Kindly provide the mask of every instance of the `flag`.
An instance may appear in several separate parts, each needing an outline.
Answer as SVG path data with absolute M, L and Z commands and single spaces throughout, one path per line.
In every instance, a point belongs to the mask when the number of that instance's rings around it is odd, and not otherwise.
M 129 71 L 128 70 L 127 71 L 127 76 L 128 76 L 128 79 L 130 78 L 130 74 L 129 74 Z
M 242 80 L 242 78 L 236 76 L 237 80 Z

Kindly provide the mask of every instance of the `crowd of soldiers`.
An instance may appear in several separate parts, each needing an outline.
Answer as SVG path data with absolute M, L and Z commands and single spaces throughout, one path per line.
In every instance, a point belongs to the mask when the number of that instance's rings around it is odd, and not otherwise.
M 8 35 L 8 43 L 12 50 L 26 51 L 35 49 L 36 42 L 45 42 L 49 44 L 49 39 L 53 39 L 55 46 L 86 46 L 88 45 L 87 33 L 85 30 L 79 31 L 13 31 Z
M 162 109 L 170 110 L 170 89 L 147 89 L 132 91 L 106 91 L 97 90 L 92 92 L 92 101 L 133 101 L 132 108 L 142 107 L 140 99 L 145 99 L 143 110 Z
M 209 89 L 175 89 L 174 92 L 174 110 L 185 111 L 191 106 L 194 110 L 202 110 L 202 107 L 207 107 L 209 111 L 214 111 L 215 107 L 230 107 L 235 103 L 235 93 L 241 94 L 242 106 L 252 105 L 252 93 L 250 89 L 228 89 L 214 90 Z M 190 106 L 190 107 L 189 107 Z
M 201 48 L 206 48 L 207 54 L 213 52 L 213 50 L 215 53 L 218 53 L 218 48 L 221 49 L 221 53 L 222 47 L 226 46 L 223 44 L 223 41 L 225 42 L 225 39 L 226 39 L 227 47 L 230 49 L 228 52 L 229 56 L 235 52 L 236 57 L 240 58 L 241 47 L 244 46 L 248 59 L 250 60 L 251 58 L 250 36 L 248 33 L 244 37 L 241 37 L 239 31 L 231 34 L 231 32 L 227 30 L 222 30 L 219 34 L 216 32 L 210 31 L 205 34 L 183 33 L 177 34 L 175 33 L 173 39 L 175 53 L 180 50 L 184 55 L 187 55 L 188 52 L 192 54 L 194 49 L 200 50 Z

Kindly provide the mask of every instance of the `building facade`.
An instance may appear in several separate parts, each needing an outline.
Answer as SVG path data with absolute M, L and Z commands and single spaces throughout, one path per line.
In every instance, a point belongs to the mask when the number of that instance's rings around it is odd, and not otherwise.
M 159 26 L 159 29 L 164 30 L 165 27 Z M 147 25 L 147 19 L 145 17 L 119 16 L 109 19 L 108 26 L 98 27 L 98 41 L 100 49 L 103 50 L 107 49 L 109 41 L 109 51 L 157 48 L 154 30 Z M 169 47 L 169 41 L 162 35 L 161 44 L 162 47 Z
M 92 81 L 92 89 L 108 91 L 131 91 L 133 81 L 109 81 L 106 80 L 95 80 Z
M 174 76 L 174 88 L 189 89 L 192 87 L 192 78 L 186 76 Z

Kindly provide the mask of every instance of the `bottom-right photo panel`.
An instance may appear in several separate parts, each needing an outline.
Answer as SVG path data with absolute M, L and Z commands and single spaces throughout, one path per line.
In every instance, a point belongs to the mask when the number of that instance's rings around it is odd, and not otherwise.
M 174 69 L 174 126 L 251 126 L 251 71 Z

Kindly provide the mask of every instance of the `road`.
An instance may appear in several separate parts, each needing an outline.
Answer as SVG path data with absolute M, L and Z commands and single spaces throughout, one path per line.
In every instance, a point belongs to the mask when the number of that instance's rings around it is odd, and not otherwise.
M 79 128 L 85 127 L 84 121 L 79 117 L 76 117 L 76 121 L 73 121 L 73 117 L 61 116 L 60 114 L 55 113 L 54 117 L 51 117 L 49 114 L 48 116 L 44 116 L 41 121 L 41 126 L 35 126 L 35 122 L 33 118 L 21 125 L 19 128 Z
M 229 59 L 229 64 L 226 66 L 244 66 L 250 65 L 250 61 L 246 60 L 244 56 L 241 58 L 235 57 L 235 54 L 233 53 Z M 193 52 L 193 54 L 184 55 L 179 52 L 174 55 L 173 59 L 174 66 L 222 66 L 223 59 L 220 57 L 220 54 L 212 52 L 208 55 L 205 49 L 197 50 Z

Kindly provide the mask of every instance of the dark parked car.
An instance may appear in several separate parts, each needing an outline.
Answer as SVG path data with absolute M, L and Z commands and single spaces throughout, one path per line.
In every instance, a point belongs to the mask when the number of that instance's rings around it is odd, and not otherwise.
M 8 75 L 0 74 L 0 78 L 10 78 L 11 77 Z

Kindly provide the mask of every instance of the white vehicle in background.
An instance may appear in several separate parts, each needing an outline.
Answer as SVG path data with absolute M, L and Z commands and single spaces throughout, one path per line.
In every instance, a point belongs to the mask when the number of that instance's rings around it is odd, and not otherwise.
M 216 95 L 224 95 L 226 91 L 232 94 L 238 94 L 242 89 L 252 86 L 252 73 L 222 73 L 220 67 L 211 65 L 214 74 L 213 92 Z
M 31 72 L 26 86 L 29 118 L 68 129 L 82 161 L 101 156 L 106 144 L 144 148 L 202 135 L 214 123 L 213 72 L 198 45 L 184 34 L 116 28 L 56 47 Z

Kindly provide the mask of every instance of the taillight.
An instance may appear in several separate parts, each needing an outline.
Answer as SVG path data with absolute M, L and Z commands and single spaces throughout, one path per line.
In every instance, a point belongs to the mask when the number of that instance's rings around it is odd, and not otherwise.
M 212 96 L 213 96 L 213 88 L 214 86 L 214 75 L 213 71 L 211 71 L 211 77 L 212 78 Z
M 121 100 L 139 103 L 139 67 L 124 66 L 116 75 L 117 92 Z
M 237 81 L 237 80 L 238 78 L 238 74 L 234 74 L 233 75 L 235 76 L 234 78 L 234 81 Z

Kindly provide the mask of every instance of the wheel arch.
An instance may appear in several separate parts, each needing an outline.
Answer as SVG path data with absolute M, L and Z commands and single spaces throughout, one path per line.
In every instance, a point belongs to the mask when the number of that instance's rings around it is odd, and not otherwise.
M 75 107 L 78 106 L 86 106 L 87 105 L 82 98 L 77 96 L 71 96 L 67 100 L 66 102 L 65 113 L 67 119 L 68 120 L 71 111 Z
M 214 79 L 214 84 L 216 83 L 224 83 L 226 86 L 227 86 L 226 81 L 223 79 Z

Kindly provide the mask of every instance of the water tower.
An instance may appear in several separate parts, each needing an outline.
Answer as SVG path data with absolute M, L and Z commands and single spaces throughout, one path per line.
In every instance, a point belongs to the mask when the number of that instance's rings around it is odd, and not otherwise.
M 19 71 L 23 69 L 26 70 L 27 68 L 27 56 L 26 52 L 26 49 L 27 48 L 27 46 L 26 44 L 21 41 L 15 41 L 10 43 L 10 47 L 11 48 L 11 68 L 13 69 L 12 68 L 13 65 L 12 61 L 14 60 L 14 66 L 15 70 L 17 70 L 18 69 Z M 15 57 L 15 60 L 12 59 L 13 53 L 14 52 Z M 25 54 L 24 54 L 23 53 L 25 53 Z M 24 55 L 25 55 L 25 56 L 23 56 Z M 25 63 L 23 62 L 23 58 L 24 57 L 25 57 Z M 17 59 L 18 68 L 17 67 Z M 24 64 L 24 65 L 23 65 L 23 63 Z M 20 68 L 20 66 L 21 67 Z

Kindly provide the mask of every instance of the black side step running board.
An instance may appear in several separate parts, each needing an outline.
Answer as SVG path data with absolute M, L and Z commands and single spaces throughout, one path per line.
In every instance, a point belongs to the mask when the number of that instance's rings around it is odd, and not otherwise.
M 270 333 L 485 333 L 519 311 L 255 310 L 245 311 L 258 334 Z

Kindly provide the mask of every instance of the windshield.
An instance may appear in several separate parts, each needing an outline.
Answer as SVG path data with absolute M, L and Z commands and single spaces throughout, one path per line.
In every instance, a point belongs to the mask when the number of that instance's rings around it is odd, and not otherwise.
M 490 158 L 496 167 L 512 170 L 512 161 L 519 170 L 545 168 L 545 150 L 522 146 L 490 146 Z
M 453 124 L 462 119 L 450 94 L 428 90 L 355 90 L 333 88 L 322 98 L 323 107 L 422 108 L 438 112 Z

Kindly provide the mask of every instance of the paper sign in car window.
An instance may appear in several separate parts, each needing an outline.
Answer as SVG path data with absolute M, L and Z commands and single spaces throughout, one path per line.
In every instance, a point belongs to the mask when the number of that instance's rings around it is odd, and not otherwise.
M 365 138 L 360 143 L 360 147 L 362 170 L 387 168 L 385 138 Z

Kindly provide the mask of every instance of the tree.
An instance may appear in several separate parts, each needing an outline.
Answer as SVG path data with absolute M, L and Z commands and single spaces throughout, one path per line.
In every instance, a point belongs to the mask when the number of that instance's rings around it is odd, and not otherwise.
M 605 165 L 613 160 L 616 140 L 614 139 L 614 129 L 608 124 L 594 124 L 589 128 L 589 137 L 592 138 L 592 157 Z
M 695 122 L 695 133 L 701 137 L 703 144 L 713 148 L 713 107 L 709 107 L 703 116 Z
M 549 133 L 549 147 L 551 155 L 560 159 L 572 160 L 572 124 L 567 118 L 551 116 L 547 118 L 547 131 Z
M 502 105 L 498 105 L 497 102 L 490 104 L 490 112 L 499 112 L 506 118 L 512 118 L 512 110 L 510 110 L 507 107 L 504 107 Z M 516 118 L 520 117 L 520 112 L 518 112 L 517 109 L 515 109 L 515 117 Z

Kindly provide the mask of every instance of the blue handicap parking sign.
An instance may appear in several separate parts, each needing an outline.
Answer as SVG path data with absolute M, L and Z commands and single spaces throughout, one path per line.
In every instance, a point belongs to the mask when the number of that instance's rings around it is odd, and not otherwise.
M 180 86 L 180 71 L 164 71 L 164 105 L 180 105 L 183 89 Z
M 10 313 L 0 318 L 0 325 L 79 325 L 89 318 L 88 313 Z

☆ ☆ ☆ ☆

*Problem details*
Reproduce verbatim the lines above, from the line with "Kindly provide the mask of every instance of the blue" up to and including the line with "M 180 86 L 180".

*Full solution*
Kindly provide the mask of every instance of the blue handicap parking sign.
An instance may appear in several separate parts, each needing an outline.
Answer as SVG path data with absolute M, L and Z commands and single spaces throughout, one path per line.
In every instance, a point belongs to the mask when the number of that instance's rings around it is odd, and not otherwise.
M 180 86 L 180 71 L 164 71 L 164 105 L 180 105 L 183 89 Z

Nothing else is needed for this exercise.